** Opening Extracted data block **

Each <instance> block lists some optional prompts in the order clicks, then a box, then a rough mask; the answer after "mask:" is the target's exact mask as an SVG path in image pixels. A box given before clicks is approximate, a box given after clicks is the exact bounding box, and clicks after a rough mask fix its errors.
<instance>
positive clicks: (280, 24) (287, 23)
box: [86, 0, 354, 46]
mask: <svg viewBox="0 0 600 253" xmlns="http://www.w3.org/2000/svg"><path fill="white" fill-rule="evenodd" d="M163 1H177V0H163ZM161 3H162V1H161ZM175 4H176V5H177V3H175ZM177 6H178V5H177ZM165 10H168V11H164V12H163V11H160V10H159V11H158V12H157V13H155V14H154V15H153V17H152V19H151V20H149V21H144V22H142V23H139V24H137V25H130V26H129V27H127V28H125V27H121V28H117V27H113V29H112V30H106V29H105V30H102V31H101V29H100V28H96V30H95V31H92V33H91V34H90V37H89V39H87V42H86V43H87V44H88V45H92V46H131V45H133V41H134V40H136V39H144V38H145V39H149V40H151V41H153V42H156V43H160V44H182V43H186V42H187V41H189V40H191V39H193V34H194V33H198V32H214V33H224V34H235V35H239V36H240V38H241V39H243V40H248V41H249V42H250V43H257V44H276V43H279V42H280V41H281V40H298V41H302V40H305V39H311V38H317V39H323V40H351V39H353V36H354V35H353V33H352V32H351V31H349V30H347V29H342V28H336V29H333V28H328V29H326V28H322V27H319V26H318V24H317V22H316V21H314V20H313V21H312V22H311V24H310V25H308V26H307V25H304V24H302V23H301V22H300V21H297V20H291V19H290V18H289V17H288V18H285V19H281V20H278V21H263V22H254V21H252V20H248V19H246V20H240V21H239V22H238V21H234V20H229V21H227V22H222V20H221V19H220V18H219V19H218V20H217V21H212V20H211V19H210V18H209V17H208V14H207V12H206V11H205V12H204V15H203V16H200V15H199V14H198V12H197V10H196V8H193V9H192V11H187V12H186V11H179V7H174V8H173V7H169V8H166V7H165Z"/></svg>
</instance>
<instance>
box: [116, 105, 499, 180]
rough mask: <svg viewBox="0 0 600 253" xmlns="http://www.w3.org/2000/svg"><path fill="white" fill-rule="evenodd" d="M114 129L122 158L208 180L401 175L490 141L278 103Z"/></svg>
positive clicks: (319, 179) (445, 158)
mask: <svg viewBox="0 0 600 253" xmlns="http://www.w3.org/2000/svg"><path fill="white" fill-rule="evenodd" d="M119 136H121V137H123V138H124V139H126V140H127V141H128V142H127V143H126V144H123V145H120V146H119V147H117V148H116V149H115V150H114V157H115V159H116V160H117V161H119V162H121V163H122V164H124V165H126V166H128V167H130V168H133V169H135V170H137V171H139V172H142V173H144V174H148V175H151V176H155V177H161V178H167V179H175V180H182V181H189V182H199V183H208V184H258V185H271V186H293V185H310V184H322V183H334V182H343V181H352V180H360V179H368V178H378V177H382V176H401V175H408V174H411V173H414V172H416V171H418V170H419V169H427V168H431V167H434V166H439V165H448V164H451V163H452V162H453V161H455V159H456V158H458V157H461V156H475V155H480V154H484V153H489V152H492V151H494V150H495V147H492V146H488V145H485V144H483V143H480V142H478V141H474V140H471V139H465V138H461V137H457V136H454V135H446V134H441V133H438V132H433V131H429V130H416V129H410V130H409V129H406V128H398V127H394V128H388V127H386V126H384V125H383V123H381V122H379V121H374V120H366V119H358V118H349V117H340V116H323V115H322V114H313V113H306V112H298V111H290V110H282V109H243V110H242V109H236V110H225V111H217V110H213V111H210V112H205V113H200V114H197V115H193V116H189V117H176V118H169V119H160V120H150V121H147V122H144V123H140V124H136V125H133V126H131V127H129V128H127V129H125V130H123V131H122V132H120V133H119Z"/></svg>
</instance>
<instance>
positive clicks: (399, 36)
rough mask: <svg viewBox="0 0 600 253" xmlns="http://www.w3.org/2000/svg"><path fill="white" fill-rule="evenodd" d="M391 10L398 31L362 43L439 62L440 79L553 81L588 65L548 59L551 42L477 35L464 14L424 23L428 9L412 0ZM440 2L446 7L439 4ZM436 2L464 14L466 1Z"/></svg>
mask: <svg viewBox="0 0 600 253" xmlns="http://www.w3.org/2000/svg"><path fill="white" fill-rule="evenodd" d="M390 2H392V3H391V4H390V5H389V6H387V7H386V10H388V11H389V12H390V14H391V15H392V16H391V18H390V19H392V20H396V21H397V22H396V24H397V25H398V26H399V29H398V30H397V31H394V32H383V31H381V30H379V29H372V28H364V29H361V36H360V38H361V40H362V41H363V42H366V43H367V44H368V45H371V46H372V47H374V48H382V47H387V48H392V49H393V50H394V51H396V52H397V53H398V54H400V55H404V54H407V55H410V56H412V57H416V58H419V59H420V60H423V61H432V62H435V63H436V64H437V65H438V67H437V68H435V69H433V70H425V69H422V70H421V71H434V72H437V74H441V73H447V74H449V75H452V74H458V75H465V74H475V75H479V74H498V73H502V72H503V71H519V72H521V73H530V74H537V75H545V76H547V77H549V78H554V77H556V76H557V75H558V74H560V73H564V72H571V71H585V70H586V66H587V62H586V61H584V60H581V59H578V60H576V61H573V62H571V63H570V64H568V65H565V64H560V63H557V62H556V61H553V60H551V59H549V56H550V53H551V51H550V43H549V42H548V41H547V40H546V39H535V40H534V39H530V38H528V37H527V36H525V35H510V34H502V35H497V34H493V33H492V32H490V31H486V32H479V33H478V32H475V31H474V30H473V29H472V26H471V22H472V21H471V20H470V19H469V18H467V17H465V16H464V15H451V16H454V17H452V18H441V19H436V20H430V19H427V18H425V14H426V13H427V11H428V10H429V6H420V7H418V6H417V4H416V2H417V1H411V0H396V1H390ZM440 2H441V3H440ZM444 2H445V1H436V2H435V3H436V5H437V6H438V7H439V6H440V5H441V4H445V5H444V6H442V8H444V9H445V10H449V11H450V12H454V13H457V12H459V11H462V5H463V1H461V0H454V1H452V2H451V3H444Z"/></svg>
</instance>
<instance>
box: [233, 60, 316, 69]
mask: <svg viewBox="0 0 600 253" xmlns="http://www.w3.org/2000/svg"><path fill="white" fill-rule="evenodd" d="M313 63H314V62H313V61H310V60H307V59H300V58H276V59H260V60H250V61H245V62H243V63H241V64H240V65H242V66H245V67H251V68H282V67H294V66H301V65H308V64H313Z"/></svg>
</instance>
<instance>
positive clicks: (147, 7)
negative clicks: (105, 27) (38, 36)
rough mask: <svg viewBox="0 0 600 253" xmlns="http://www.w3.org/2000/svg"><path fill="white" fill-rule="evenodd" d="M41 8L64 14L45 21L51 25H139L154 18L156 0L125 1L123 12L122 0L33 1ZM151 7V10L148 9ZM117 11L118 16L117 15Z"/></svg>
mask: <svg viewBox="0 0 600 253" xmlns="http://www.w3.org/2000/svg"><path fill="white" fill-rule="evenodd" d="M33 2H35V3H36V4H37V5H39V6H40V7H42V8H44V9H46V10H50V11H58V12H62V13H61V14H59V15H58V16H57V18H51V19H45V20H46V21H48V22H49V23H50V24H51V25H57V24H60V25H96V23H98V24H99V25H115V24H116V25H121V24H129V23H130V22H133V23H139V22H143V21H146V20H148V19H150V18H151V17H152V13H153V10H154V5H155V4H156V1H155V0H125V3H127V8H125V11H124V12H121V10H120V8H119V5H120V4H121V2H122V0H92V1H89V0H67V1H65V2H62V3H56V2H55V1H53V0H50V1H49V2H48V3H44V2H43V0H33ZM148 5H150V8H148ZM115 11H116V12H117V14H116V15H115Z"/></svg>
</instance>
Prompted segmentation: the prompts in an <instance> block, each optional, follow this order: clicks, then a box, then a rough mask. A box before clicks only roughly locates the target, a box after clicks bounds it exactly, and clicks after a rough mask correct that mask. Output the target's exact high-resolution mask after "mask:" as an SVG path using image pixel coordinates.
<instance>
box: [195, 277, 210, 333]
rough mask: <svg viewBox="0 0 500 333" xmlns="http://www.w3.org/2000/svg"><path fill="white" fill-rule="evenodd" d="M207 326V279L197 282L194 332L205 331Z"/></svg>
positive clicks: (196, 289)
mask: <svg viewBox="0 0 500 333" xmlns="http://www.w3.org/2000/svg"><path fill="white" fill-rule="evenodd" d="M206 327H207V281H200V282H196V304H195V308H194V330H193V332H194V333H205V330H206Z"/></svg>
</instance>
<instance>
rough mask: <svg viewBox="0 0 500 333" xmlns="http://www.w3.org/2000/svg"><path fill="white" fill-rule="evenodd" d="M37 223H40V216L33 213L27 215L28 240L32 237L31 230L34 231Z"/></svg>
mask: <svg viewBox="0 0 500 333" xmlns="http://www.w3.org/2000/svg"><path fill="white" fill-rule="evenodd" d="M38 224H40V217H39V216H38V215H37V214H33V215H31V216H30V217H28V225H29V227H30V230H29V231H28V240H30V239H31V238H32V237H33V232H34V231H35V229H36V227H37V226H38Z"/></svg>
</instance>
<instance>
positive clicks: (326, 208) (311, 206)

** Closing Extracted data block **

**Instructions to follow**
Each line from the one with "223H40V216L33 213L27 215L28" through the end of the entries above must be set down exactly, both end lines included, and no other line may appear.

**Solution to the exercise**
rough mask: <svg viewBox="0 0 500 333" xmlns="http://www.w3.org/2000/svg"><path fill="white" fill-rule="evenodd" d="M37 223H40V216L33 213L27 215L28 240L32 237L31 230L34 231Z"/></svg>
mask: <svg viewBox="0 0 500 333" xmlns="http://www.w3.org/2000/svg"><path fill="white" fill-rule="evenodd" d="M38 224H40V217H39V216H38V215H37V214H33V215H31V216H30V217H28V225H29V227H30V230H29V231H28V240H30V239H31V238H32V237H33V232H34V231H35V229H36V227H37V226H38Z"/></svg>
</instance>
<instance>
positive clicks: (326, 208) (311, 206)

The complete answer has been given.